- _What you have to do_: Here is the task for the records below: repeat exactly the lines from the one with "Target: motor yacht" to the one with "the glass window", both included, and nothing else.

- _Natural language region descriptions_:
......

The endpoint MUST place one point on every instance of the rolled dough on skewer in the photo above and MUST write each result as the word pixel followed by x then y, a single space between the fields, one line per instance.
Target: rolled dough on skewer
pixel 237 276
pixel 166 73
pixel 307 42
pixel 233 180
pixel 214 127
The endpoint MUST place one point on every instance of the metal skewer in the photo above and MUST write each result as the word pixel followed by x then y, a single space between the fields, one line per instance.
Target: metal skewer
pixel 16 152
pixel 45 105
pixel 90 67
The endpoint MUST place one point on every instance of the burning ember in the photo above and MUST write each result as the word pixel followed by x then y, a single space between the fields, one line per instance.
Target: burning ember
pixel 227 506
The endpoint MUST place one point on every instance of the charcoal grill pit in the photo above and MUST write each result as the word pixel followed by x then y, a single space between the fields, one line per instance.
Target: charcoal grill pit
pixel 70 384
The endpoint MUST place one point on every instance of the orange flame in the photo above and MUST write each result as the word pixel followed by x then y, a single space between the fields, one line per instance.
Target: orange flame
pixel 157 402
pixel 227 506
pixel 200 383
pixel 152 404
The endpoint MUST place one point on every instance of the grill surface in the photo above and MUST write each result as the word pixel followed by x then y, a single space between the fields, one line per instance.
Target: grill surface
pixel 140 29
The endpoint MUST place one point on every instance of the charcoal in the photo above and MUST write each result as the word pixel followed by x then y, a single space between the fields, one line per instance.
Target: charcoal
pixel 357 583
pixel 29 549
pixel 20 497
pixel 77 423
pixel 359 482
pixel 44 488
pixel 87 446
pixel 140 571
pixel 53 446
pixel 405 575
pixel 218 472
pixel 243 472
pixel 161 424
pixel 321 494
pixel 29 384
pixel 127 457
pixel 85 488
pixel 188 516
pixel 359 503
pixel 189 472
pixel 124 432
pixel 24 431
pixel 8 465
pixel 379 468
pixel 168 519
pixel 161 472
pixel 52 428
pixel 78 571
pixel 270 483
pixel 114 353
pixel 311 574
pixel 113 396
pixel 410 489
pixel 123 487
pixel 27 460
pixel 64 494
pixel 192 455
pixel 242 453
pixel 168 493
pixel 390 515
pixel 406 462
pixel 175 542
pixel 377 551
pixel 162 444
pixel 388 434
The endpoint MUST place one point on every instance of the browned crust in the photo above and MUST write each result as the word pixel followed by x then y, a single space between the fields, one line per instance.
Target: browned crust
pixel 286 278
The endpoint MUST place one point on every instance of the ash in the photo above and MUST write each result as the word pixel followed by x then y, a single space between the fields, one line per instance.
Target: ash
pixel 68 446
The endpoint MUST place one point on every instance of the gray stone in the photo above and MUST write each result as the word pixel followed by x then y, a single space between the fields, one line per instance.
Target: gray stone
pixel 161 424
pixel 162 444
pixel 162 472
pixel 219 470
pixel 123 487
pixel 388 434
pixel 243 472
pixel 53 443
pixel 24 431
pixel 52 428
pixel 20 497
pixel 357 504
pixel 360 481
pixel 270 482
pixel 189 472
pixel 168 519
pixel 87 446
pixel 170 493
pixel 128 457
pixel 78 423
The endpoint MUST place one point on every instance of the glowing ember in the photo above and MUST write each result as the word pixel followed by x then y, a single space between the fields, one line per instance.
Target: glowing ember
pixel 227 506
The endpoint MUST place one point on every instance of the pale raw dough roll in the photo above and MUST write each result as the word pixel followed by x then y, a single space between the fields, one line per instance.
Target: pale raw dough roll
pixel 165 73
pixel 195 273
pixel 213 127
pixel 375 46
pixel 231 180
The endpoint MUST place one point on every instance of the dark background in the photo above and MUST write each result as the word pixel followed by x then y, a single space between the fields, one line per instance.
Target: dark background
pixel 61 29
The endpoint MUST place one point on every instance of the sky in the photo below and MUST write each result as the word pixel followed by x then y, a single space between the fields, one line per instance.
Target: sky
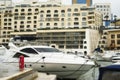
pixel 114 4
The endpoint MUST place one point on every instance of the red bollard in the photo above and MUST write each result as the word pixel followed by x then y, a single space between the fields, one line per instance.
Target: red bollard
pixel 21 63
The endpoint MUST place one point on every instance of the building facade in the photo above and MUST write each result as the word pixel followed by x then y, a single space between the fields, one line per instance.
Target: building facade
pixel 110 39
pixel 5 2
pixel 105 9
pixel 88 2
pixel 32 19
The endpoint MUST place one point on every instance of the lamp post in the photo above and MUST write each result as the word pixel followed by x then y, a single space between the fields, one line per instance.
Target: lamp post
pixel 115 20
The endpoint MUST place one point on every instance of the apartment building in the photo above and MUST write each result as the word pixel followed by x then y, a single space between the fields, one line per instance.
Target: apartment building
pixel 105 9
pixel 88 2
pixel 38 19
pixel 5 2
pixel 110 39
pixel 70 40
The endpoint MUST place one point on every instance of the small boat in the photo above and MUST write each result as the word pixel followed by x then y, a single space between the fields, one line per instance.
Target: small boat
pixel 49 60
pixel 111 72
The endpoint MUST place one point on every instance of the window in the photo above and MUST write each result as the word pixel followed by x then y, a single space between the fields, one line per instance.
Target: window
pixel 56 11
pixel 69 10
pixel 118 35
pixel 29 50
pixel 29 9
pixel 62 11
pixel 17 55
pixel 22 10
pixel 48 11
pixel 55 24
pixel 41 24
pixel 16 10
pixel 76 19
pixel 48 24
pixel 75 9
pixel 118 42
pixel 112 36
pixel 36 9
pixel 83 19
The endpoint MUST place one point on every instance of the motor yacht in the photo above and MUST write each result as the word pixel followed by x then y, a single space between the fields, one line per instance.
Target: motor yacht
pixel 49 60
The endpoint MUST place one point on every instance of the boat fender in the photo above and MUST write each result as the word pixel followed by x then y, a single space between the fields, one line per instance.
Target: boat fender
pixel 21 63
pixel 43 57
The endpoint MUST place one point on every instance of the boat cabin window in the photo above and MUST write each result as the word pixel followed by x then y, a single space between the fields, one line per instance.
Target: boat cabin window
pixel 17 55
pixel 47 50
pixel 111 75
pixel 29 50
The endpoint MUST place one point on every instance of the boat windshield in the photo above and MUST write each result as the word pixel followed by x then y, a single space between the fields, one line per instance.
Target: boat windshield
pixel 47 50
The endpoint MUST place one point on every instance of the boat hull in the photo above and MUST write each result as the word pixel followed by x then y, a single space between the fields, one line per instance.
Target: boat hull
pixel 60 69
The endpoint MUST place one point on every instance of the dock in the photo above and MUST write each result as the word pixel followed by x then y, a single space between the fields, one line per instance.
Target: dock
pixel 10 72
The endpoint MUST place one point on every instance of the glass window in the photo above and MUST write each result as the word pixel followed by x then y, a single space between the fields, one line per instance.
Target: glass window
pixel 17 55
pixel 118 42
pixel 84 13
pixel 29 50
pixel 112 36
pixel 69 10
pixel 118 35
pixel 47 50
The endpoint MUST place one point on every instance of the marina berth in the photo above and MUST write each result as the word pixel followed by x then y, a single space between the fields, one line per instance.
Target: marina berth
pixel 49 60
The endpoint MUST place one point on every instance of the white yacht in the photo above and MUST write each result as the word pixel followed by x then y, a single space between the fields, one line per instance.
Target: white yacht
pixel 49 60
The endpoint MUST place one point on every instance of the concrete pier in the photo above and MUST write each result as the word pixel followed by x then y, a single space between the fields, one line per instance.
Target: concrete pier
pixel 10 72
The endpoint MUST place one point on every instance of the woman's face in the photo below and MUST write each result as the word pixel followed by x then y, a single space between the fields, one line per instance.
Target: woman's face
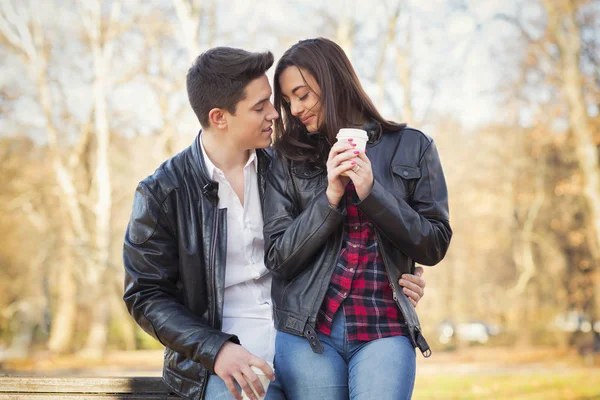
pixel 300 90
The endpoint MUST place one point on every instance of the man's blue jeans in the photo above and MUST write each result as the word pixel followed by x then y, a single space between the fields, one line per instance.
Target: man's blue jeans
pixel 380 369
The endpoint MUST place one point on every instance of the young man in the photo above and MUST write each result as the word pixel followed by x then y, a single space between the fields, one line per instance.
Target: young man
pixel 195 277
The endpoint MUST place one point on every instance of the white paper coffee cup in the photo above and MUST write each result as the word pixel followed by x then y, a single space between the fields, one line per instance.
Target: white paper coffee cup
pixel 358 136
pixel 264 380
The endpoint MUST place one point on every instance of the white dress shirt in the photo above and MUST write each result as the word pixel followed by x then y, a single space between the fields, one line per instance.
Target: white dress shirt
pixel 247 310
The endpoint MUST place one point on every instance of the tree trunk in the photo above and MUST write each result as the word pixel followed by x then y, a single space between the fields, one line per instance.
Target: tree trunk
pixel 97 274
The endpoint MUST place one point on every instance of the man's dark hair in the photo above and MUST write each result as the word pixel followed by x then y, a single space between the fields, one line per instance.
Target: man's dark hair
pixel 219 76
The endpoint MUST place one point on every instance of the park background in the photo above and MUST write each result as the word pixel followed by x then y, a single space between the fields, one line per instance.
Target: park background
pixel 92 99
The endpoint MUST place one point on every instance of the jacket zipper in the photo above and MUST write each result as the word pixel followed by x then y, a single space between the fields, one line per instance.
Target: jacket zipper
pixel 394 295
pixel 212 269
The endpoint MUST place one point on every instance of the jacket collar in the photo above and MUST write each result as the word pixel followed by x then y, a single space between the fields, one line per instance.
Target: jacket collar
pixel 208 186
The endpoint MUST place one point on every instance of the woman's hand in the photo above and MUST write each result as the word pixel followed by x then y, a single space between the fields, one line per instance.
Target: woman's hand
pixel 340 160
pixel 362 175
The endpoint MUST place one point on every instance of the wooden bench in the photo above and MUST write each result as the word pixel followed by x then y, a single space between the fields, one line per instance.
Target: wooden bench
pixel 79 388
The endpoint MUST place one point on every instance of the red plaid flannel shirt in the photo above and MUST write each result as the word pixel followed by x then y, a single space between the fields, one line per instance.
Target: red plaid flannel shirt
pixel 360 284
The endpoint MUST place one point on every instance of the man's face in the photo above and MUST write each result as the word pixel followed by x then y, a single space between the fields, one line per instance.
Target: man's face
pixel 251 126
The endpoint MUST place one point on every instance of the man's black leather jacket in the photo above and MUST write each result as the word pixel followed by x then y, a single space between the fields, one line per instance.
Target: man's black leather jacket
pixel 174 256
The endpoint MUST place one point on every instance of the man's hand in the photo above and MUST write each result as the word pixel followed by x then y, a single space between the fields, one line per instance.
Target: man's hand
pixel 413 285
pixel 233 364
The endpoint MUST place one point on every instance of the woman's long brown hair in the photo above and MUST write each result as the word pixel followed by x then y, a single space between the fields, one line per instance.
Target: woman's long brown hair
pixel 342 96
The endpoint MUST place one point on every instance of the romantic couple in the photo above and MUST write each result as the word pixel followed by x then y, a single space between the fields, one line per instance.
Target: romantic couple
pixel 240 256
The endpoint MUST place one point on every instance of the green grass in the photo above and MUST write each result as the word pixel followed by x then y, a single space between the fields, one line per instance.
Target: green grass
pixel 577 384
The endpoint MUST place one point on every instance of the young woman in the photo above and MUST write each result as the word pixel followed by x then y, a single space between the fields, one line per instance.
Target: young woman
pixel 336 244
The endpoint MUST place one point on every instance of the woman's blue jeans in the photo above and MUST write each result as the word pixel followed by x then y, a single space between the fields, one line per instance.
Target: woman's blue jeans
pixel 380 369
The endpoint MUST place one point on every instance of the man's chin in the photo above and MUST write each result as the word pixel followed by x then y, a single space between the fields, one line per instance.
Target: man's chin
pixel 264 144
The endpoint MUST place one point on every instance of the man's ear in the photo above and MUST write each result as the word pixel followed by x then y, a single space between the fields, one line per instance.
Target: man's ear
pixel 216 117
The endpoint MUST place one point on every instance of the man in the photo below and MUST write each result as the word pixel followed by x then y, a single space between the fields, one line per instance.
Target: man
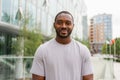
pixel 62 58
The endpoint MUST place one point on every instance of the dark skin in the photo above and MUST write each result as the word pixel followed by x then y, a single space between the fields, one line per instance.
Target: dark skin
pixel 63 26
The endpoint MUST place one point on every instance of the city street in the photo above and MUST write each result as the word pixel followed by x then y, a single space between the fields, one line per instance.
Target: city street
pixel 105 69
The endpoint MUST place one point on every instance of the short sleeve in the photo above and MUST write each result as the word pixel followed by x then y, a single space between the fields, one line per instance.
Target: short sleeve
pixel 38 64
pixel 87 67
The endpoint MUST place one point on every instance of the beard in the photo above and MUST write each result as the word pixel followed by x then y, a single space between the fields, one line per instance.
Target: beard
pixel 63 32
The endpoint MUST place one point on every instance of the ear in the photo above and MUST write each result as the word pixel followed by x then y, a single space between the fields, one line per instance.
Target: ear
pixel 54 24
pixel 73 25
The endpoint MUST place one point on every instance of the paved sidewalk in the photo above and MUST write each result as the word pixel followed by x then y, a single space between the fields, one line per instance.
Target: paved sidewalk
pixel 105 70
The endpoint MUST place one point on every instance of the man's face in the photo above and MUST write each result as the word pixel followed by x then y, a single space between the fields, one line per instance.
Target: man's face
pixel 64 25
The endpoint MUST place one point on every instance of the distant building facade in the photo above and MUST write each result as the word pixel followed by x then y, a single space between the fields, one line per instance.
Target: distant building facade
pixel 37 15
pixel 100 30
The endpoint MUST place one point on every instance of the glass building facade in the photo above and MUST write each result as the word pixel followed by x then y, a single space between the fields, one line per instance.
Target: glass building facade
pixel 106 20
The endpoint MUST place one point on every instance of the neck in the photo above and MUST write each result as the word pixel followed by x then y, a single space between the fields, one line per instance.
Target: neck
pixel 63 40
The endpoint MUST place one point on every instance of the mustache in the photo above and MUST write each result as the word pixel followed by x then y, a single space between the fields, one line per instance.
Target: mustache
pixel 64 29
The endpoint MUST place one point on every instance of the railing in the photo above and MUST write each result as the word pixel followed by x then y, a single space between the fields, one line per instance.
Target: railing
pixel 17 68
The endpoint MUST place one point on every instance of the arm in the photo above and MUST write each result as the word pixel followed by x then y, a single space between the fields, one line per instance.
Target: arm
pixel 88 77
pixel 37 77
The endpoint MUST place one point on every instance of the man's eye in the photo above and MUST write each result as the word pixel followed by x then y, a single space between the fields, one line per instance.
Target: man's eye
pixel 59 22
pixel 68 23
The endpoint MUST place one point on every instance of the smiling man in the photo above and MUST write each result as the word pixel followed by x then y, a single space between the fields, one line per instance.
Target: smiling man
pixel 62 58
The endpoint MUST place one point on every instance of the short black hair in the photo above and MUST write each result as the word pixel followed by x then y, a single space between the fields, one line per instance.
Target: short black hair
pixel 66 12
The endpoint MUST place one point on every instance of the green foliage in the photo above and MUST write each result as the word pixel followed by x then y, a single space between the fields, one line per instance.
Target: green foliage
pixel 85 42
pixel 115 48
pixel 31 41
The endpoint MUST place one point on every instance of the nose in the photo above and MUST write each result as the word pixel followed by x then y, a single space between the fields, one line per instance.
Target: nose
pixel 64 25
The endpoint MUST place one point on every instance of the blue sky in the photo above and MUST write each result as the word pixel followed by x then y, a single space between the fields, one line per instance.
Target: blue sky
pixel 95 7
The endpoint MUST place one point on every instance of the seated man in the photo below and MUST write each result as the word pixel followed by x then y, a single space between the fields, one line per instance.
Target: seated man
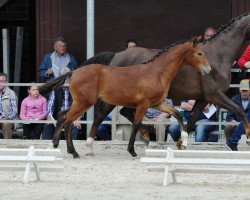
pixel 8 106
pixel 201 131
pixel 53 62
pixel 59 100
pixel 244 60
pixel 104 130
pixel 233 133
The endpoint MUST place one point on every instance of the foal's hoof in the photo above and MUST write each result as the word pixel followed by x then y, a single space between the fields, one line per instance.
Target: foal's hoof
pixel 145 141
pixel 132 152
pixel 75 155
pixel 248 141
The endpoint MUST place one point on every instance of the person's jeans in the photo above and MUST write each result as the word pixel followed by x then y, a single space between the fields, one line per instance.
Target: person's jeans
pixel 49 130
pixel 239 130
pixel 201 132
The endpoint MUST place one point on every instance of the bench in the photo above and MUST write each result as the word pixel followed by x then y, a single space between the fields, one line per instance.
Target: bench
pixel 27 160
pixel 192 161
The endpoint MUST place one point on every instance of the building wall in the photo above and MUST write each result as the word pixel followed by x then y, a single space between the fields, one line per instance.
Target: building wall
pixel 153 23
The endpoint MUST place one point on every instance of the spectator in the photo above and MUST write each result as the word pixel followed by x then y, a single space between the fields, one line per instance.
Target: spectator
pixel 52 63
pixel 131 43
pixel 244 60
pixel 104 130
pixel 209 32
pixel 234 133
pixel 59 100
pixel 33 107
pixel 156 115
pixel 8 106
pixel 201 131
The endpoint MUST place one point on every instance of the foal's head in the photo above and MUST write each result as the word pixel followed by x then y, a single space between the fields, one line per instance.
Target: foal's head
pixel 196 58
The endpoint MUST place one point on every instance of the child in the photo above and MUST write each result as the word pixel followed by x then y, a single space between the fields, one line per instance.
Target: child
pixel 33 107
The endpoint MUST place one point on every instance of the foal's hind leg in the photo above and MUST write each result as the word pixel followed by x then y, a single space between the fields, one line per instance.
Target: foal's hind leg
pixel 75 111
pixel 129 113
pixel 59 126
pixel 98 119
pixel 68 138
pixel 182 143
pixel 140 111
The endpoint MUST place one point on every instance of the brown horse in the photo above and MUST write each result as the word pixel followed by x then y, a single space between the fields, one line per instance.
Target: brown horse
pixel 139 86
pixel 221 51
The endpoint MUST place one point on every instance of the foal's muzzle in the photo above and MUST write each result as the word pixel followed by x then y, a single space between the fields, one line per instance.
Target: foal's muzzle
pixel 205 69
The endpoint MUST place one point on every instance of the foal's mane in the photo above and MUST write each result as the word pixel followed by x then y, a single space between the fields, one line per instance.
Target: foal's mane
pixel 226 27
pixel 164 49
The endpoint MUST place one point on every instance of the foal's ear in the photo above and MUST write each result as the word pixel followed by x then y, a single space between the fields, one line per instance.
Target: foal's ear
pixel 195 40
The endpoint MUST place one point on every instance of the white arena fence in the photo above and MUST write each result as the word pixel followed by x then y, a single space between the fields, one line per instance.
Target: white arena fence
pixel 117 119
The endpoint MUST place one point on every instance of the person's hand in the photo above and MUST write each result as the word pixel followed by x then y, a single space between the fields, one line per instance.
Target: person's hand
pixel 49 119
pixel 247 64
pixel 49 71
pixel 77 125
pixel 231 125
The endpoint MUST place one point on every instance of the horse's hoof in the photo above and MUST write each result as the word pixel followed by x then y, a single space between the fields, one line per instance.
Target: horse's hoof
pixel 248 141
pixel 90 154
pixel 178 144
pixel 145 141
pixel 132 152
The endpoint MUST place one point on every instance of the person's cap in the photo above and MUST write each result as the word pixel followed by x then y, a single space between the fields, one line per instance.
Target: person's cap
pixel 244 84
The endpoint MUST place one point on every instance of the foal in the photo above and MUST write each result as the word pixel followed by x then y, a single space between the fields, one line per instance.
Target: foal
pixel 139 86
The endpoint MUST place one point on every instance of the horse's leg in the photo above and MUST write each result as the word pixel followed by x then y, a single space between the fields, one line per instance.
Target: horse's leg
pixel 163 107
pixel 98 119
pixel 140 111
pixel 196 111
pixel 129 114
pixel 223 101
pixel 75 111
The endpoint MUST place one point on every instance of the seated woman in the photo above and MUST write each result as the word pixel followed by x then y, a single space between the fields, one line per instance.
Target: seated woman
pixel 33 107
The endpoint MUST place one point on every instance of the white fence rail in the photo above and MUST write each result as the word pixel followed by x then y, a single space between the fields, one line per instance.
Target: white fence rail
pixel 117 119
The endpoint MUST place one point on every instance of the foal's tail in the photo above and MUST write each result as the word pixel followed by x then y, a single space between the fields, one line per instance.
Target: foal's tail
pixel 51 85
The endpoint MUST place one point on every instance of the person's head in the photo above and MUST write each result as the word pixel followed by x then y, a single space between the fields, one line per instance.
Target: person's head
pixel 244 89
pixel 33 91
pixel 131 43
pixel 60 46
pixel 209 32
pixel 3 79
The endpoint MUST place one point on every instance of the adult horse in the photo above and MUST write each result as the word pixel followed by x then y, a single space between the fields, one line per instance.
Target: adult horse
pixel 128 87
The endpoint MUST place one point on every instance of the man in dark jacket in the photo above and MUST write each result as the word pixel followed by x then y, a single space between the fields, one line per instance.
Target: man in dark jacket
pixel 233 132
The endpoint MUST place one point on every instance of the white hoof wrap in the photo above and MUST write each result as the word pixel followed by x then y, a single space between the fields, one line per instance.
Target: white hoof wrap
pixel 89 145
pixel 184 138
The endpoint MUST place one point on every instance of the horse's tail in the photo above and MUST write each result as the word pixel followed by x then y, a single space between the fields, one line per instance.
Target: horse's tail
pixel 100 58
pixel 51 85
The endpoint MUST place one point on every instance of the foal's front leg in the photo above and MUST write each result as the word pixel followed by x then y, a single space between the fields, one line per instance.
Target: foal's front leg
pixel 68 138
pixel 59 126
pixel 140 111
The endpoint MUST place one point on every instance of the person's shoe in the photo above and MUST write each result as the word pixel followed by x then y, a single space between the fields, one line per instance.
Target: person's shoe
pixel 232 146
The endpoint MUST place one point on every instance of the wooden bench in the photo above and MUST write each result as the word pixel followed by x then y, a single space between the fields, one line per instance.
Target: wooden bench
pixel 27 160
pixel 190 161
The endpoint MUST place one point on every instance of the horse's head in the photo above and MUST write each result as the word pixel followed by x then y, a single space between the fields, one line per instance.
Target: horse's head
pixel 196 58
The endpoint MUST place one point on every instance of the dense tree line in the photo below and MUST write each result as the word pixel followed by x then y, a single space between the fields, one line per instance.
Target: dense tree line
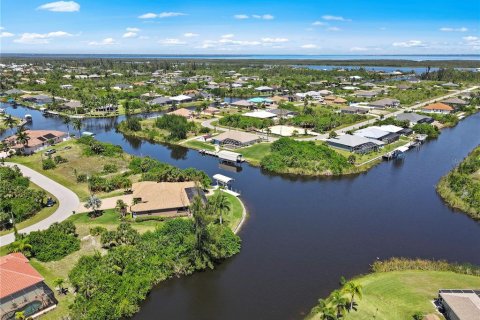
pixel 18 201
pixel 112 286
pixel 306 157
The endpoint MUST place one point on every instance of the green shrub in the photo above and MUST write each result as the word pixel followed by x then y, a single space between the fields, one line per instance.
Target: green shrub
pixel 58 241
pixel 48 164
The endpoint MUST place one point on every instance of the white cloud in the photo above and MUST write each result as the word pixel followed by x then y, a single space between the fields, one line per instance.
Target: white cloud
pixel 409 44
pixel 447 29
pixel 104 42
pixel 334 29
pixel 358 49
pixel 161 15
pixel 60 6
pixel 241 16
pixel 274 40
pixel 41 38
pixel 130 34
pixel 263 16
pixel 5 34
pixel 334 18
pixel 171 42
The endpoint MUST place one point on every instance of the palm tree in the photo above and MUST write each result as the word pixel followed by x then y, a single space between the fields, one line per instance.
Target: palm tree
pixel 77 125
pixel 22 136
pixel 121 206
pixel 59 282
pixel 325 310
pixel 222 204
pixel 93 203
pixel 339 302
pixel 67 121
pixel 10 121
pixel 354 290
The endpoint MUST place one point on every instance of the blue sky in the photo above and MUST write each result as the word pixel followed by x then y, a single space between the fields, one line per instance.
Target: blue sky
pixel 241 27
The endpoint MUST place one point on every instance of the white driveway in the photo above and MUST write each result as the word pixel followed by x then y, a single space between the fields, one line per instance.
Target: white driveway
pixel 68 202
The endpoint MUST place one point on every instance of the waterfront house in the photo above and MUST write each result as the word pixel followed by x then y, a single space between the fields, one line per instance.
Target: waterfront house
pixel 183 112
pixel 161 101
pixel 414 118
pixel 236 139
pixel 455 102
pixel 438 107
pixel 385 103
pixel 355 143
pixel 38 140
pixel 354 110
pixel 460 304
pixel 164 198
pixel 22 288
pixel 376 133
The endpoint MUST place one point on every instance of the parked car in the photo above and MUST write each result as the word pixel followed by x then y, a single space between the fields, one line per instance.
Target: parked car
pixel 50 152
pixel 50 202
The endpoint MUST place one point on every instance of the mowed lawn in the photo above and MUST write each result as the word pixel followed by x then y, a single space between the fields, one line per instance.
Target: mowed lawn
pixel 254 154
pixel 77 163
pixel 399 294
pixel 39 216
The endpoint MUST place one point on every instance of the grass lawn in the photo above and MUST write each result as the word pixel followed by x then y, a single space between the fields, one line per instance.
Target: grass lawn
pixel 234 216
pixel 64 173
pixel 254 154
pixel 399 294
pixel 110 220
pixel 361 158
pixel 42 214
pixel 199 145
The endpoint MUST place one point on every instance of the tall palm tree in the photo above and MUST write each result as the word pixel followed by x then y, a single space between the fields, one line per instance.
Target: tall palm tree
pixel 222 204
pixel 77 125
pixel 67 121
pixel 354 290
pixel 22 136
pixel 10 121
pixel 338 300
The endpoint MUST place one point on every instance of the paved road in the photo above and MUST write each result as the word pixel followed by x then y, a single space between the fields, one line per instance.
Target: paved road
pixel 68 202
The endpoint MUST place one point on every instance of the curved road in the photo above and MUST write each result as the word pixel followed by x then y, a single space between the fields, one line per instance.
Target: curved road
pixel 68 202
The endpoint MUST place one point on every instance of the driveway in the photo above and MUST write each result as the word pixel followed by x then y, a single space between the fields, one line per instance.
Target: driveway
pixel 68 202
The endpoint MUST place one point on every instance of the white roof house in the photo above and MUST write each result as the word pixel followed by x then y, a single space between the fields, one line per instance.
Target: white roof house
pixel 371 133
pixel 181 98
pixel 260 114
pixel 391 128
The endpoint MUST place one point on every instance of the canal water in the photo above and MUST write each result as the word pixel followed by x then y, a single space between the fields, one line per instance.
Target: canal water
pixel 303 234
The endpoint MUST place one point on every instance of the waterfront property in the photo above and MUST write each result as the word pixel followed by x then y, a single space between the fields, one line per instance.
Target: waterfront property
pixel 354 143
pixel 236 139
pixel 414 118
pixel 22 288
pixel 163 198
pixel 460 304
pixel 38 140
pixel 438 107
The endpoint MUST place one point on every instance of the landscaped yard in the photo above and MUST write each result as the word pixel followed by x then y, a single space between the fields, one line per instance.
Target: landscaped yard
pixel 77 163
pixel 42 214
pixel 254 154
pixel 399 294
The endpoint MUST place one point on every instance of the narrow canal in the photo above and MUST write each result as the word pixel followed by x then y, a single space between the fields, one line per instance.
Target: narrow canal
pixel 303 234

......

- _Task answer_:
Target: motor yacht
pixel 49 60
The endpoint MUST place one point on every instance of the boat fender in the photo above and MUST write each result as the word pixel followed by x then y, a single space between the fields, one line per instance.
Target: boat fender
pixel 21 63
pixel 43 57
The endpoint MUST place one point on every instance of the boat cabin window in the photo above and MUST write each result as the word pixel followed by x then y, a single space between the fields, one line per instance.
Target: boat cabin window
pixel 17 55
pixel 47 50
pixel 111 75
pixel 29 50
The endpoint MUST place one point on every instance of the boat windshield in the photo above and MUST write each result as the word pixel followed by x then y, a single space between the fields, one line per instance.
Target: boat windshield
pixel 47 50
The endpoint MUST place one point on every instance of the boat hull in the photo above and MUST write each result as the word pixel followed by x then y, a single space between the fields, one line per instance.
Target: boat hull
pixel 60 69
The endpoint MUST place one point on every instance of the dock in the photo above and MUST write each result as the word pixel followed by x then y, a single space between the fields, one line per instance.
Target: dock
pixel 10 72
The endpoint MUST place one point on every instance of the glass window in the photo above and MUST write each result as the word pixel followed by x then y, a single space between the fields, one line per instance.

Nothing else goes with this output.